32. Proof of Hand-writing.] See No. 55, p. 894, Chap. XXIII. 33. Plans or Drawings when produced.] See Note 201, p. 51. 34. Prosecution declared to be closed.] Whenever the prosecutor has closed his case, he informs the court of the circumstance, the fact is recorded, and the prisoner is called upon for his defence.

35. Prisoner called upon for his Defence.] The prisoner is now called upon for his defence; and, if he is not prepared to enter upon it, he asks the indulgence of the court for a few days; in granting which, the court is guided by the length and importance of the proceedings (104).

36. Adjournment to enable the Prisoner to make his Defence.] The court having decided to adjourn, to enable the prisoner to prepare his defence, the same is recorded, and all parties informed when the court will meet again.

37. Adjournments generally.] A ct.-mar. must always adjourn at 4, p. m., except in the case specially provided for, forming a single exception to the rule (105). Cts.-mar. are in the habit of adjourning whenever they find it proper in their judgment to do so. The following observation, addressed to a jury by Lord C. J. Eyre, is very applicable to criminal cases:

"Let a case arise in which it is manifest, that, if the cause goes on, without interruption or adjournment, it is utterly impossible that justice should be done. If it is likely to go into a length which will exhaust the human faculties, let them be as powerful and as strong as they may be, that neither the judge can preserve his faculties to conduct the trial, nor the jury can preserve that attention which is necessary to enable them to comprehend what the justice of the case is: what is it we should be doing, by going on with such a trial, but delivering over the life and honour of a prisoner, and delivering over the public justice of the country, to the accidental result of all that confusion with which such a case must go to the minds of a jury, when the trial is closed" (106) ?—(Record the adjournment.)

# # # # # # #

According to the court-martial procedure excerpt, at what hour must a court-martial always adjourn, apart from the one specially provided exception? The listing has no connection to the court-martial procedure excerpt.

### COLLECTED MATERIAL
# # # # # # #

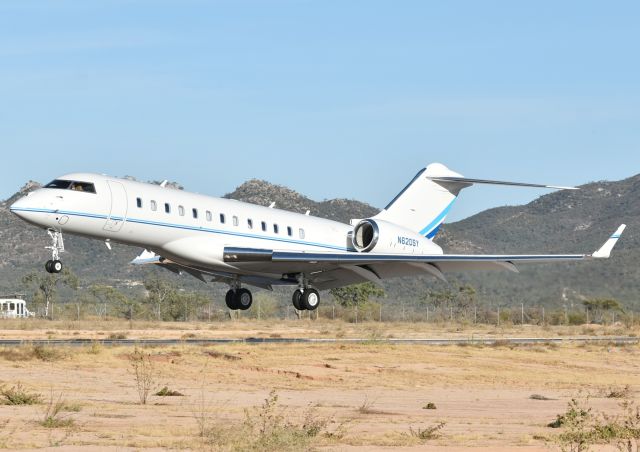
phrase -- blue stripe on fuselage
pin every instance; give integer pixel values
(179, 226)
(432, 228)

# # # # # # #

### ANSWER TO THIS EXERCISE
At 4 p.m.